DO THIS
Continue the blog post deriding Wimbledon and tennis, starting right after its final line.

SUPPLIED PASSAGE
━━━━━━━━━━

The good news is it's pissing down as I look through my study window, and the forecast says it'll carry on for most of the day. Fingers crossed the rain keeps up for a fortnight, and not only will we not have to go to stand pipes later in the summer for our water but - far more importantly - that bore of all bores will be abandoned as a washout.

If only. Instead, we'll have to suffer two weeks of non-stop coverage of the sport for people who don't like sport. What a giant yawn Wimbledon is.

(And by the way, I know how enraged my making this point makes tennis fanatics. So please feel free to insult me and my views, but keep in mind one thing: I don't care. In fact I positively relish the fact that my contempt for tennis as a so-called sport drives you all mad. So go on - insult me and my view: make my day!)

UPDATE: The comments are wonderful - light the touchpaper and watch the sparks fly!

One commenter implies that my "world-renowned physique" is in some way connected to my dislike of tennis. I wonder if he's the same chap to whom I have referred previously:

The biggest postbag I have ever received, by quite a long margin, was when I was on the Express and I wrote a couple of sentences after Britain had lost in the Davis Cup to the US. My piece was, almost in its entirety:
Who cares? It's only tennis.

━━━━━━━━━━

DATASET ROWS
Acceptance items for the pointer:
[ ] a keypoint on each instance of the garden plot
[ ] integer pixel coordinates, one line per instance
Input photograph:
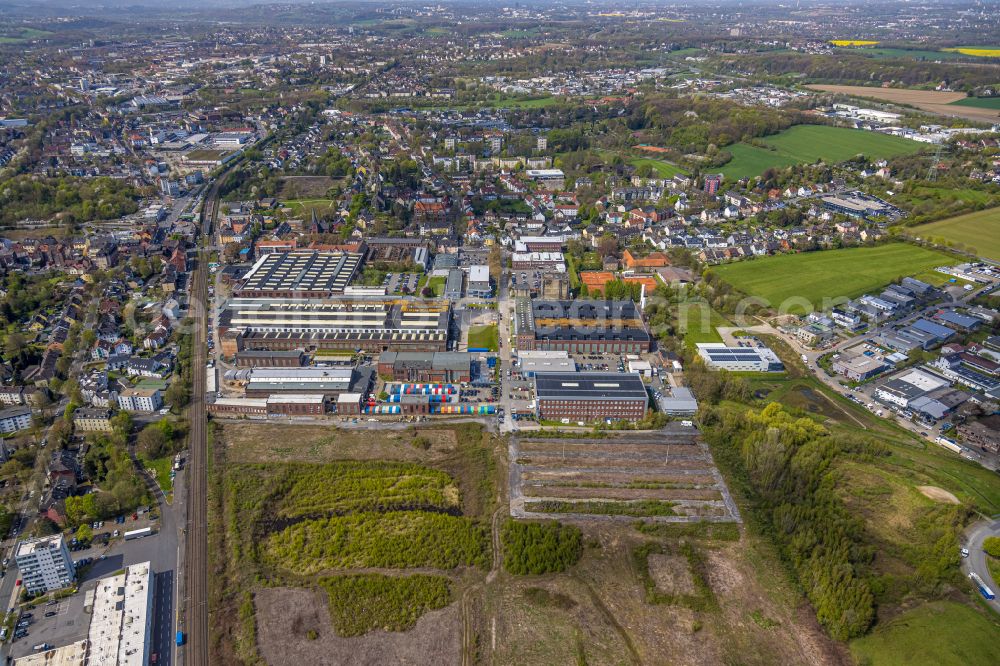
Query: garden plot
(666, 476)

━━━━━━━━━━

RESPONSE
The angry letters flooded in. The best was from someone who had clearly gone to a lot of trouble. Using letters that had been cut from newspapers and mags, blackmail style, it simply said:

You hate tennis because you are a fat bastard.

Whilst the latter point was 50 per cent correct, it was of course a non sequitur to associate this with the fact that I consider tennis to be mind-numbingly tedious: the sport for people who don't like sport.

Another commenter however appears slightly over wrought by my having supposedly written about my dislike of New Year's Eve "three years consecutively in The Times". Quite what this has to do with a post about Wimbledon I don't know but, just for the record, it's utter nonsense. I have written about it there once, last December. (I also wrote about it in 2004 in the Mail and in 2003 in the Independent. Unless I am mistaken, they are different newspapers with different readers.)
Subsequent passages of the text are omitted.